§ Work request:
Please copy the listing below word for word, leaving out the pictures.

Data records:
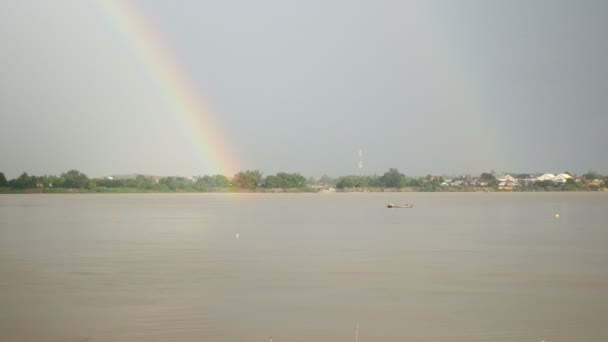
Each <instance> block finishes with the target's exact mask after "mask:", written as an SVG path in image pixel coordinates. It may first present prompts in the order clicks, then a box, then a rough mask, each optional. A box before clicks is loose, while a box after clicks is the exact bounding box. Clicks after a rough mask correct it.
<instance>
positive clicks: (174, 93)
mask: <svg viewBox="0 0 608 342" xmlns="http://www.w3.org/2000/svg"><path fill="white" fill-rule="evenodd" d="M93 3H94V5H95V6H96V7H97V8H98V9H99V12H100V13H101V15H102V17H103V18H104V19H105V21H106V22H107V23H108V24H109V26H111V28H112V30H113V31H114V33H115V34H116V35H117V36H119V37H120V39H121V40H122V41H123V42H124V43H125V45H126V46H127V47H128V49H129V50H130V52H131V53H132V54H133V56H134V58H135V59H136V61H137V62H138V63H140V64H141V66H142V68H143V69H144V70H145V71H146V72H147V73H148V75H149V77H150V78H151V79H152V80H153V82H154V83H155V84H156V86H157V88H158V90H159V93H160V94H161V96H162V99H163V101H164V103H165V105H166V106H167V108H168V109H169V110H170V111H171V113H172V114H173V115H175V116H176V117H177V118H178V120H179V121H180V122H181V124H182V126H184V129H185V130H186V131H190V133H191V136H190V138H191V139H192V140H193V141H192V143H193V144H194V145H195V146H197V148H198V149H200V154H199V157H200V159H201V160H200V162H201V169H202V171H204V172H208V173H209V174H223V175H225V176H228V177H230V176H232V175H233V174H234V173H235V172H237V171H238V170H239V168H238V165H237V163H236V159H235V158H234V156H235V154H234V153H233V151H232V150H231V148H230V146H229V144H227V143H226V141H224V139H223V136H222V134H221V132H220V129H219V127H218V125H217V124H216V123H215V122H214V120H213V118H212V116H211V114H212V113H211V112H210V110H209V109H208V108H207V106H206V105H205V103H204V101H203V99H202V98H201V95H200V94H199V93H198V92H197V89H196V87H195V86H194V84H193V83H192V82H191V81H190V80H188V79H187V77H186V76H185V72H184V71H183V70H181V69H180V67H179V63H178V62H177V58H175V56H173V55H172V54H171V51H172V49H170V48H169V47H168V46H167V44H166V43H165V42H163V40H162V39H160V38H159V37H161V35H159V34H157V33H156V32H155V31H154V30H153V26H152V25H150V24H149V23H148V22H146V20H145V18H144V17H143V16H142V15H140V14H139V13H138V11H137V9H136V8H134V7H132V6H130V5H129V3H128V1H119V0H98V1H94V2H93Z"/></svg>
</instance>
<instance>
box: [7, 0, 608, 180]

§ Reply to the task:
Each <instance> block finishes with the target's exact mask after "mask:", written as an SVG path in image pixel coordinates. It may first present prompts in the order clicks, then a box, then a rough mask, each optional. A box before clicks is loose, while a box after clicks is the exact bounding box. Clicks after a rough mask correct it.
<instance>
positive clicks: (174, 93)
mask: <svg viewBox="0 0 608 342" xmlns="http://www.w3.org/2000/svg"><path fill="white" fill-rule="evenodd" d="M93 3H94V5H95V6H96V7H97V8H98V9H99V12H100V13H101V15H102V17H103V18H104V19H105V21H106V22H107V23H108V24H109V26H111V28H112V30H113V31H114V33H115V34H116V35H117V36H119V37H120V39H121V40H122V41H123V42H124V43H125V45H126V46H127V47H128V49H129V50H130V52H131V53H132V54H133V56H134V58H135V59H136V61H137V62H138V63H140V64H141V66H142V68H143V69H144V70H145V71H146V72H147V73H148V75H149V77H150V78H151V79H152V80H153V82H154V83H155V84H156V86H157V88H158V90H159V93H160V94H161V96H162V99H163V101H164V103H165V105H166V106H167V108H168V109H169V110H170V111H171V113H172V114H173V115H175V116H176V117H177V118H178V120H179V121H180V122H181V124H182V126H184V129H185V130H186V131H190V133H191V136H190V138H191V139H192V140H193V141H192V143H193V144H194V145H195V146H197V148H198V149H200V154H199V157H200V159H201V160H200V162H201V169H202V171H204V172H208V173H209V174H223V175H225V176H228V177H230V176H232V175H233V174H234V173H235V172H237V171H238V170H239V168H238V165H237V163H236V159H235V158H234V156H235V154H234V153H233V151H232V150H231V148H230V146H229V144H227V143H226V141H224V139H223V136H222V134H221V132H220V129H219V127H218V125H217V124H216V123H215V122H214V120H213V118H212V116H211V114H212V113H211V112H210V110H209V109H208V108H207V106H206V105H205V103H204V101H203V99H202V98H201V95H200V94H199V93H198V92H197V89H196V87H195V86H194V84H193V83H192V82H191V81H190V80H188V79H187V77H186V76H185V72H184V71H183V70H181V69H180V67H179V63H178V62H177V58H175V56H173V55H172V54H171V51H172V49H170V48H169V47H168V46H167V44H166V43H165V42H163V40H162V39H160V38H159V37H161V35H159V34H157V33H156V32H155V31H154V30H153V26H152V25H150V24H149V23H148V22H146V20H145V18H144V17H143V16H142V15H140V14H139V13H138V11H137V9H136V8H134V7H132V6H130V5H129V3H128V1H119V0H98V1H94V2H93Z"/></svg>
</instance>
<instance>
box: [7, 0, 608, 180]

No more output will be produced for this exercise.